Pointing dataset records
##########

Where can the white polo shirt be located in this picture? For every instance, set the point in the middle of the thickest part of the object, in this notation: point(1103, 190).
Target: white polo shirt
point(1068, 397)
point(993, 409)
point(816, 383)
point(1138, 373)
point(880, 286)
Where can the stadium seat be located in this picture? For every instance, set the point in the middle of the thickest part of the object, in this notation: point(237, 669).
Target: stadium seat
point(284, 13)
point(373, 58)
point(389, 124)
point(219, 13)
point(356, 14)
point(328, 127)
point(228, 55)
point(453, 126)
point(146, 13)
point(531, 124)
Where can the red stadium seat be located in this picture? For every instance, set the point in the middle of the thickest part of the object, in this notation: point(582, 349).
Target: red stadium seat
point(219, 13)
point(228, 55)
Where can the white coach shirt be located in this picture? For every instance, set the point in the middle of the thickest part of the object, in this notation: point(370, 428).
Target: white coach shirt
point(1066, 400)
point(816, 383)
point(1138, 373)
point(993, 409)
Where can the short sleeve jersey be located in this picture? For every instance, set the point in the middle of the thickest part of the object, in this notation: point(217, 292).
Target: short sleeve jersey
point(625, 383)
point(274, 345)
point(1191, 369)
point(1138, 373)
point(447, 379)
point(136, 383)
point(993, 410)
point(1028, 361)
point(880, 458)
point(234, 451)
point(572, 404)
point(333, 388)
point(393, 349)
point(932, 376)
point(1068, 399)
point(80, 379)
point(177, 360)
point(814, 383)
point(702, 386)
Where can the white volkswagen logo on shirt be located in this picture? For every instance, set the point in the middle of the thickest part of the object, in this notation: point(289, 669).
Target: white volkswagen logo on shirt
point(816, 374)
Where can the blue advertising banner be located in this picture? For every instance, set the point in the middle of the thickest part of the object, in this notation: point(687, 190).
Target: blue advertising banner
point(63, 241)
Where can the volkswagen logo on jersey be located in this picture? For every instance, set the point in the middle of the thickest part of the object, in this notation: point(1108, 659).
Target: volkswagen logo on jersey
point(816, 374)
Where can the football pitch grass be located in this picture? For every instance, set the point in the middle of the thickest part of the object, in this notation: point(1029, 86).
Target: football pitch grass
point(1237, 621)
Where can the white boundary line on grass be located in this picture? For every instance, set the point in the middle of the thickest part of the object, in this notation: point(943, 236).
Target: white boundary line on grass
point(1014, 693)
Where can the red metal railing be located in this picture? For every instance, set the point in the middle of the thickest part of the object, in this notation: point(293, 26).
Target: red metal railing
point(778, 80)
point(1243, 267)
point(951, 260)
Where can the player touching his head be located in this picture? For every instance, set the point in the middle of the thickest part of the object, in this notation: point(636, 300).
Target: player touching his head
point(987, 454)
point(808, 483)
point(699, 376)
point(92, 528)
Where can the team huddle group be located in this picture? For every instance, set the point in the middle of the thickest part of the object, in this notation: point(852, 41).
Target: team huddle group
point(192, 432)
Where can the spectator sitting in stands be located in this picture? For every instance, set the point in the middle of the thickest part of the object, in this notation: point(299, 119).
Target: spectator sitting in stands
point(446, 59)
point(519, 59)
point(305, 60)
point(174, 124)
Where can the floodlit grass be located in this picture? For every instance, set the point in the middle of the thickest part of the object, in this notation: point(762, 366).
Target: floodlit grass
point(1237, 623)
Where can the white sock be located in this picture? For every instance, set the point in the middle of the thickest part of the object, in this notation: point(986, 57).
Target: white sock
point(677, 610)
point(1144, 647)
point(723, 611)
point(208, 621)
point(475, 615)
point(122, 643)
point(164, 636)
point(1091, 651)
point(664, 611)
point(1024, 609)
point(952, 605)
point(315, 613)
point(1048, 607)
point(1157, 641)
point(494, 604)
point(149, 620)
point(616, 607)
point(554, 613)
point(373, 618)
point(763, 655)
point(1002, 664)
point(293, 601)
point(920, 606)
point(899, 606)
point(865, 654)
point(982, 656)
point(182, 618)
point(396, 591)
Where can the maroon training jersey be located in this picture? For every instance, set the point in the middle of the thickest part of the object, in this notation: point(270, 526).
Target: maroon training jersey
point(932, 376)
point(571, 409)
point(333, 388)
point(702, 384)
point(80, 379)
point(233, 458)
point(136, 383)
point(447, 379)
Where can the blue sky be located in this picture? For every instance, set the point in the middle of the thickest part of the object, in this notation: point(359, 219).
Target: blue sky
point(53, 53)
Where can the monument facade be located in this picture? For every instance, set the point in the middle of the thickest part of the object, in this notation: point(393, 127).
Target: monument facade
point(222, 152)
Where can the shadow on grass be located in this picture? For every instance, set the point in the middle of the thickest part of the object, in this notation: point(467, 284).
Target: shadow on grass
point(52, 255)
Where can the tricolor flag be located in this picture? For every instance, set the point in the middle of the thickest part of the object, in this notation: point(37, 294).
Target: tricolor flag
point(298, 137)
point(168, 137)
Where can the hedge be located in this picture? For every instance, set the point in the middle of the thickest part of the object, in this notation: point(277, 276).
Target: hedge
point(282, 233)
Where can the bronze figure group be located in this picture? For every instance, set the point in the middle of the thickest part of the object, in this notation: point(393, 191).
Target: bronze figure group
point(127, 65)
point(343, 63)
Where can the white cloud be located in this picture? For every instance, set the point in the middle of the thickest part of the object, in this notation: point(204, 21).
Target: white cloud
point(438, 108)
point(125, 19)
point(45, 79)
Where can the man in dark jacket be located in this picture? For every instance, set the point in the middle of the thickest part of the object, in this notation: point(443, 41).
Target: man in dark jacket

##########

- [Task instructions]: Write out all of the data above again, switching "thickest part" to "widest part" everywhere it appears. Leave everything else unchanged.

- [Output of the task]:
Where can the white polo shirt be located in this picture? For every instance, set the point in the middle of the widest part of the object, in this notation: point(1103, 190).
Target: white polo shirt
point(1068, 397)
point(993, 409)
point(816, 383)
point(1138, 373)
point(880, 286)
Where can the stadium seat be located in this picture? For every instance, set the point in the middle of the widest part of the object, in this notation: point(237, 669).
Target: stadium seat
point(284, 13)
point(373, 58)
point(389, 124)
point(219, 13)
point(356, 14)
point(328, 127)
point(228, 55)
point(453, 126)
point(146, 13)
point(531, 124)
Where can the red stadium seat be located in this picture? For every instance, set the point in the middle of the widest part of the object, in this notation: point(582, 349).
Target: red stadium seat
point(219, 13)
point(228, 55)
Where can the white coach shirt be located in this picture? For every instance, set the point in the middle of the widest part of the object, in this notation: point(370, 428).
Target: white coach shirt
point(1066, 400)
point(816, 383)
point(1138, 373)
point(993, 409)
Where can the short sleeve jersey be located in this picture? For every instance, set the point in the middle of the widest part of the object, in this notation: point(217, 292).
Target: short sleeve jersey
point(625, 383)
point(274, 345)
point(1191, 369)
point(1138, 373)
point(447, 379)
point(136, 383)
point(993, 410)
point(1028, 361)
point(880, 458)
point(234, 451)
point(572, 404)
point(333, 388)
point(393, 349)
point(932, 376)
point(1068, 399)
point(80, 379)
point(177, 360)
point(814, 383)
point(702, 386)
Where can the white volkswagen logo on shirt be located in this picture? For every instance, set the point in the middle of the widest part of the object, in this notation: point(289, 669).
Target: white volkswagen logo on shirt
point(816, 374)
Where can the blue advertising banner be located in this picture? For every instance, set the point in the middle of the widest part of the object, in this notation: point(687, 190).
Target: blue advertising banner
point(63, 241)
Where can the volkswagen logo on jersey be located in this picture? For every instance, set the point in the middle of the widest part of the object, in this notation: point(1108, 659).
Target: volkswagen logo on jersey
point(816, 374)
Where can the football pitch grass be located in this picture? For every instance, set the point in the middle of the widest part of the object, in this notation: point(1029, 86).
Target: football pitch grass
point(1237, 621)
Where can the white boundary line on grass be located in this picture? For every instance, set the point in the middle of the widest part of the object, in this notation: point(943, 236).
Target: white boundary line on grass
point(1014, 693)
Where can the red metal railing be located in this picture? For every instance, set the point in the middle of the widest part of the object, in this notation: point(293, 26).
Target: red metal railing
point(778, 80)
point(1243, 267)
point(951, 260)
Where can the player touching his head be located in this picture? For every instance, set the point in the middle of the widest part of the object, in this notation: point(636, 300).
Target: player touching his head
point(987, 454)
point(808, 483)
point(699, 376)
point(92, 528)
Where can the team huddle group be located in this picture? For every instance, set the point in the middle of the widest part of the object, in this notation: point(852, 41).
Target: team huddle group
point(192, 432)
Where can the spectator sitting in stands be located in this picture? For every instance, set the point in the middle of the widest part of the object, in this notation: point(299, 119).
Target: spectator sitting in stands
point(446, 59)
point(519, 59)
point(305, 60)
point(174, 124)
Where can the floodlit grass be located in this picture? For every instance, set the point in the middle of the widest part of the object, in this notation: point(762, 366).
Target: floodlit grass
point(1237, 623)
Where can the white sock be located in this picture? For every instance, set the point in the middle of the widest part of the object, in this notation: point(986, 57).
Target: white sock
point(677, 610)
point(1144, 647)
point(723, 611)
point(208, 621)
point(475, 615)
point(122, 643)
point(164, 636)
point(1091, 651)
point(664, 611)
point(1024, 609)
point(952, 605)
point(315, 613)
point(1048, 607)
point(1157, 641)
point(494, 604)
point(149, 620)
point(616, 607)
point(554, 613)
point(373, 618)
point(763, 655)
point(1002, 664)
point(293, 601)
point(920, 606)
point(899, 606)
point(865, 654)
point(982, 656)
point(182, 618)
point(396, 591)
Where can the maroon training jersey be located in this picture? For every instance, set the point in the middle of the widest part of the object, in this notation: point(270, 526).
Target: maroon training jersey
point(932, 376)
point(571, 409)
point(333, 388)
point(702, 384)
point(80, 379)
point(233, 458)
point(136, 383)
point(447, 379)
Where can the blue sky be located in this picture? For every instance, set the point in the middle of the widest part of the object, in this notation: point(359, 219).
Target: blue sky
point(53, 53)
Where can the monument facade be located in this picture? For every instance, set the point in the middle of the widest part of the object, in this notation: point(393, 127).
Target: monument facade
point(222, 152)
Where can the shadow on grass be located in this picture? For every instance, set the point in the middle of the widest part of the object, in this notation: point(467, 284).
Target: shadow on grass
point(52, 255)
Where can the tricolor flag be located in this picture? For every instance, set the point in the middle of the widest part of the object, in this notation: point(37, 294).
Target: tricolor flag
point(298, 137)
point(168, 137)
Where can the hedge be located in this picture? For every instance, set the point in the middle of the widest part of the object, in this notation: point(277, 276).
Target: hedge
point(282, 233)
Where can the bronze figure group be located in this picture? For every instance, set the point in the middle of the widest part of the object, in this notation: point(393, 191).
Target: bronze figure group
point(127, 65)
point(343, 63)
Where can the white cloud be located in this picture? For every instance, set the point in the middle of the widest part of the object, in this notation: point(204, 21).
Target: white cloud
point(438, 108)
point(125, 19)
point(45, 79)
Where can the man in dark jacket be located in this picture? For every instance, set the point in the middle of the widest part of the object, in this notation: point(443, 41).
Target: man in dark jacket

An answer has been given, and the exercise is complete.